WORK TO COMPLETE: Return the lines below exactly as they appear, please, starting with the first and ending with the one that contains "# Target: glass window panel".
= = =
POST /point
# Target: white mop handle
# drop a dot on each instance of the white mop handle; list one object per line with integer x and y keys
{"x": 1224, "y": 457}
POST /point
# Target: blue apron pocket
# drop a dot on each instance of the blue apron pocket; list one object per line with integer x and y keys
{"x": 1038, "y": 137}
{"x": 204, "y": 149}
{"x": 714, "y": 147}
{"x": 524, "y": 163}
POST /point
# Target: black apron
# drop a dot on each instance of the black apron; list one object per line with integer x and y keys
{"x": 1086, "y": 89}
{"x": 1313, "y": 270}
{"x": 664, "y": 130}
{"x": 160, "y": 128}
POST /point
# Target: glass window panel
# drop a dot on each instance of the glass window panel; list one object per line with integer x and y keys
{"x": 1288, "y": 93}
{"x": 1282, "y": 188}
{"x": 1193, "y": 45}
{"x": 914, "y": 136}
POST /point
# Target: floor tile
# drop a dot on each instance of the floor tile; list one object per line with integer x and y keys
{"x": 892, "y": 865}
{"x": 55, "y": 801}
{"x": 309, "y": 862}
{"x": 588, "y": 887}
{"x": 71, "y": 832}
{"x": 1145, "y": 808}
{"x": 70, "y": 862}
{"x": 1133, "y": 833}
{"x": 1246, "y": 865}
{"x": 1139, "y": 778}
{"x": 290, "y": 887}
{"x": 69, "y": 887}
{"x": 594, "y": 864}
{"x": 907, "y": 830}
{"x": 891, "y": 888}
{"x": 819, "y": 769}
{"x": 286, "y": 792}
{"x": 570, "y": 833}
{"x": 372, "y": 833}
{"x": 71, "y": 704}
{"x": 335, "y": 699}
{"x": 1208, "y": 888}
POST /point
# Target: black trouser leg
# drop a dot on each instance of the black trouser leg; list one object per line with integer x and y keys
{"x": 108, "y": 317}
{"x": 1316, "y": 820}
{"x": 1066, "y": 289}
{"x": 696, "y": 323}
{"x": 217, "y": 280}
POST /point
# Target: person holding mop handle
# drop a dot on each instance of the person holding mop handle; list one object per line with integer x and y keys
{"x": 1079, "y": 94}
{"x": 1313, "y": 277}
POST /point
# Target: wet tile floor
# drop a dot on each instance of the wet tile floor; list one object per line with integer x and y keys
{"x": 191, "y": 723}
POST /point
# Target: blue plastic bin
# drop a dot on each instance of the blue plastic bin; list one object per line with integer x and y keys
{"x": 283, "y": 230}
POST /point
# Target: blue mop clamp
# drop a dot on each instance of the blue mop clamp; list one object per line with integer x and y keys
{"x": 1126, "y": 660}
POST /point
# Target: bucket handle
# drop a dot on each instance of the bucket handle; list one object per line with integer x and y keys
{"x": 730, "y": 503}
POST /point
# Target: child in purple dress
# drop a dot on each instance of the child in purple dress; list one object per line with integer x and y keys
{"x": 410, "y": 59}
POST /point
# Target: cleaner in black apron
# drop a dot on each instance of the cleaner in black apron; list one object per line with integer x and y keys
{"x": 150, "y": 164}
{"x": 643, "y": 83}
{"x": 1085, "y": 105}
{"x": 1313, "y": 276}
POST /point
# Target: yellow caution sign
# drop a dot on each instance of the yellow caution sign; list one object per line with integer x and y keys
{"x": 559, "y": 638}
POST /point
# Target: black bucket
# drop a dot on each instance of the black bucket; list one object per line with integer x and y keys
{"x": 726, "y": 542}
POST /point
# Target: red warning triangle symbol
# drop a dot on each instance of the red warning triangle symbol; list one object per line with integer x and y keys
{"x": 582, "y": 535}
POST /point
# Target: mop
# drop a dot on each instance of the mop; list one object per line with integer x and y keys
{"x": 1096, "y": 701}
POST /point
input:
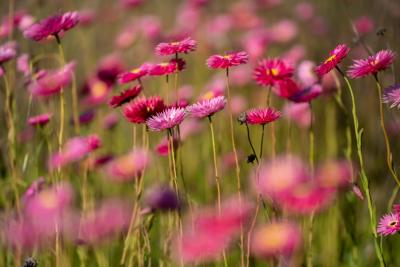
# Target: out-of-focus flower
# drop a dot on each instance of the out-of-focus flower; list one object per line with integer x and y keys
{"x": 40, "y": 120}
{"x": 74, "y": 150}
{"x": 335, "y": 57}
{"x": 184, "y": 46}
{"x": 276, "y": 239}
{"x": 270, "y": 71}
{"x": 143, "y": 108}
{"x": 125, "y": 96}
{"x": 166, "y": 119}
{"x": 207, "y": 107}
{"x": 52, "y": 82}
{"x": 371, "y": 65}
{"x": 262, "y": 116}
{"x": 391, "y": 95}
{"x": 389, "y": 224}
{"x": 128, "y": 167}
{"x": 52, "y": 26}
{"x": 228, "y": 60}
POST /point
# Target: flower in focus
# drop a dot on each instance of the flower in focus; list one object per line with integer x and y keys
{"x": 262, "y": 116}
{"x": 389, "y": 224}
{"x": 52, "y": 26}
{"x": 270, "y": 71}
{"x": 207, "y": 107}
{"x": 276, "y": 239}
{"x": 166, "y": 119}
{"x": 184, "y": 46}
{"x": 391, "y": 95}
{"x": 371, "y": 65}
{"x": 228, "y": 60}
{"x": 125, "y": 96}
{"x": 52, "y": 82}
{"x": 143, "y": 108}
{"x": 335, "y": 57}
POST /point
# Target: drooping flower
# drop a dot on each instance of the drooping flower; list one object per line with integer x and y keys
{"x": 143, "y": 108}
{"x": 391, "y": 95}
{"x": 52, "y": 82}
{"x": 184, "y": 46}
{"x": 166, "y": 119}
{"x": 371, "y": 65}
{"x": 52, "y": 26}
{"x": 270, "y": 71}
{"x": 228, "y": 60}
{"x": 125, "y": 96}
{"x": 335, "y": 57}
{"x": 276, "y": 239}
{"x": 262, "y": 116}
{"x": 389, "y": 224}
{"x": 206, "y": 107}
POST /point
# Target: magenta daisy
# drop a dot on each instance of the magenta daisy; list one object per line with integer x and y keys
{"x": 184, "y": 46}
{"x": 391, "y": 95}
{"x": 389, "y": 224}
{"x": 270, "y": 71}
{"x": 52, "y": 26}
{"x": 262, "y": 116}
{"x": 167, "y": 119}
{"x": 335, "y": 57}
{"x": 207, "y": 107}
{"x": 371, "y": 65}
{"x": 228, "y": 60}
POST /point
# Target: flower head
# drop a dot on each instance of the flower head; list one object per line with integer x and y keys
{"x": 371, "y": 65}
{"x": 52, "y": 26}
{"x": 262, "y": 116}
{"x": 228, "y": 60}
{"x": 270, "y": 71}
{"x": 206, "y": 107}
{"x": 389, "y": 224}
{"x": 335, "y": 57}
{"x": 143, "y": 108}
{"x": 184, "y": 46}
{"x": 125, "y": 96}
{"x": 166, "y": 119}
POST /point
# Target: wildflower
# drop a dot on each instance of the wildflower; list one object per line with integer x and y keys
{"x": 166, "y": 119}
{"x": 207, "y": 107}
{"x": 184, "y": 46}
{"x": 335, "y": 57}
{"x": 52, "y": 26}
{"x": 125, "y": 96}
{"x": 391, "y": 95}
{"x": 371, "y": 65}
{"x": 262, "y": 116}
{"x": 228, "y": 60}
{"x": 143, "y": 108}
{"x": 389, "y": 224}
{"x": 270, "y": 71}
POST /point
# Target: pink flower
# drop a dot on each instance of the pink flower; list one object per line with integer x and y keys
{"x": 40, "y": 120}
{"x": 207, "y": 107}
{"x": 184, "y": 46}
{"x": 335, "y": 57}
{"x": 128, "y": 167}
{"x": 371, "y": 65}
{"x": 270, "y": 71}
{"x": 125, "y": 96}
{"x": 74, "y": 150}
{"x": 52, "y": 26}
{"x": 228, "y": 60}
{"x": 389, "y": 224}
{"x": 262, "y": 116}
{"x": 166, "y": 119}
{"x": 52, "y": 82}
{"x": 280, "y": 238}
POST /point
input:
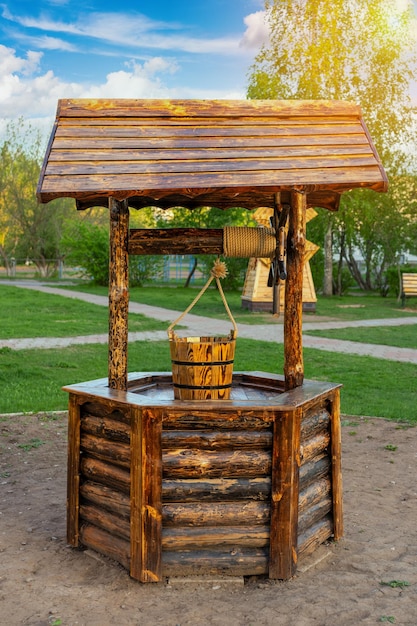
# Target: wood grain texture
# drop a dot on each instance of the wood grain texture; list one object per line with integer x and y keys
{"x": 293, "y": 307}
{"x": 73, "y": 471}
{"x": 126, "y": 148}
{"x": 118, "y": 294}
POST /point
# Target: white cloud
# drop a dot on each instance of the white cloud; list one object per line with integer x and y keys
{"x": 26, "y": 91}
{"x": 130, "y": 31}
{"x": 47, "y": 43}
{"x": 257, "y": 31}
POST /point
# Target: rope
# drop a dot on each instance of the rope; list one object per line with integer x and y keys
{"x": 245, "y": 241}
{"x": 215, "y": 272}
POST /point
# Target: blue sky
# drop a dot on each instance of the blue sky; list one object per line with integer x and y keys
{"x": 53, "y": 49}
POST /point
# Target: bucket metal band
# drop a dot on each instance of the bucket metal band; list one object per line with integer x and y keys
{"x": 202, "y": 363}
{"x": 202, "y": 386}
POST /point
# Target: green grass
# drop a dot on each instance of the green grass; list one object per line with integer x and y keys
{"x": 31, "y": 380}
{"x": 399, "y": 336}
{"x": 28, "y": 313}
{"x": 344, "y": 308}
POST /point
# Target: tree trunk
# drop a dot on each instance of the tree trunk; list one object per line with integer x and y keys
{"x": 328, "y": 259}
{"x": 339, "y": 281}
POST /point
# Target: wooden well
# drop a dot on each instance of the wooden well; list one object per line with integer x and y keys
{"x": 247, "y": 485}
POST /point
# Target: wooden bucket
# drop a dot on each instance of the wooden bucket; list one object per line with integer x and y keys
{"x": 202, "y": 367}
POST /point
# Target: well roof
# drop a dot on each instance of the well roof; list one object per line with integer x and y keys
{"x": 207, "y": 152}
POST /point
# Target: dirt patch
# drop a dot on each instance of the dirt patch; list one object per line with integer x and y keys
{"x": 368, "y": 577}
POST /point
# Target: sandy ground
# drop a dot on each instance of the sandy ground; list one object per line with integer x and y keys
{"x": 368, "y": 577}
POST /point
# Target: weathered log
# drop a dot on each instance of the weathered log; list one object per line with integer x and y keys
{"x": 146, "y": 498}
{"x": 106, "y": 498}
{"x": 293, "y": 362}
{"x": 204, "y": 562}
{"x": 215, "y": 537}
{"x": 216, "y": 489}
{"x": 314, "y": 536}
{"x": 203, "y": 440}
{"x": 314, "y": 514}
{"x": 215, "y": 513}
{"x": 106, "y": 427}
{"x": 284, "y": 495}
{"x": 105, "y": 409}
{"x": 113, "y": 524}
{"x": 314, "y": 493}
{"x": 216, "y": 420}
{"x": 118, "y": 293}
{"x": 314, "y": 446}
{"x": 184, "y": 463}
{"x": 315, "y": 421}
{"x": 104, "y": 473}
{"x": 336, "y": 457}
{"x": 176, "y": 241}
{"x": 314, "y": 470}
{"x": 101, "y": 541}
{"x": 115, "y": 452}
{"x": 73, "y": 471}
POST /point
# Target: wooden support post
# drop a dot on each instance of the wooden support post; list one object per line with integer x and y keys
{"x": 118, "y": 293}
{"x": 73, "y": 472}
{"x": 146, "y": 496}
{"x": 336, "y": 456}
{"x": 293, "y": 309}
{"x": 284, "y": 496}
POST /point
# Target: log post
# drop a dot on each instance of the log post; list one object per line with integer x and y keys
{"x": 118, "y": 293}
{"x": 336, "y": 455}
{"x": 284, "y": 495}
{"x": 73, "y": 472}
{"x": 293, "y": 353}
{"x": 146, "y": 496}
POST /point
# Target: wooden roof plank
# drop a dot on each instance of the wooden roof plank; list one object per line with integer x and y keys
{"x": 200, "y": 166}
{"x": 77, "y": 155}
{"x": 153, "y": 147}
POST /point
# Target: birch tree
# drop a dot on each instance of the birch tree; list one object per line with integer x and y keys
{"x": 346, "y": 50}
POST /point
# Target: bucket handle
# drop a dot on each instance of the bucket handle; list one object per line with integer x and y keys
{"x": 233, "y": 333}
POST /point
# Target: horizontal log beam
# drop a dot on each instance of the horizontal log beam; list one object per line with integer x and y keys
{"x": 215, "y": 537}
{"x": 205, "y": 440}
{"x": 249, "y": 513}
{"x": 241, "y": 563}
{"x": 105, "y": 474}
{"x": 216, "y": 489}
{"x": 103, "y": 542}
{"x": 175, "y": 241}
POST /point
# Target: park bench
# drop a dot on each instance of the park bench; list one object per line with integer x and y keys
{"x": 408, "y": 286}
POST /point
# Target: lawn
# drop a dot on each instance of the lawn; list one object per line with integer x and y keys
{"x": 344, "y": 308}
{"x": 31, "y": 380}
{"x": 28, "y": 313}
{"x": 399, "y": 336}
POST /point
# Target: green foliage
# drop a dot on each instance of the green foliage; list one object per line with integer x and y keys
{"x": 28, "y": 229}
{"x": 143, "y": 269}
{"x": 88, "y": 246}
{"x": 313, "y": 53}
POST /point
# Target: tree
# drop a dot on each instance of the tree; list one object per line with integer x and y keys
= = =
RESULT BELOW:
POST /point
# Target: white mop handle
# drop a dot on each instance of the white mop handle; list one object per line with integer x and y keys
{"x": 1224, "y": 457}
POST /point
# Target: blue apron pocket
# drop a dot on each instance of the blue apron pocket; list one object per line with integer x and y keys
{"x": 1038, "y": 137}
{"x": 204, "y": 149}
{"x": 714, "y": 147}
{"x": 524, "y": 163}
POST /point
# Target: black apron
# drop a dot on each instance of the black apron; list one object per line with integer x and y keys
{"x": 1086, "y": 89}
{"x": 1313, "y": 270}
{"x": 664, "y": 130}
{"x": 160, "y": 128}
POST /point
# Target: glass window panel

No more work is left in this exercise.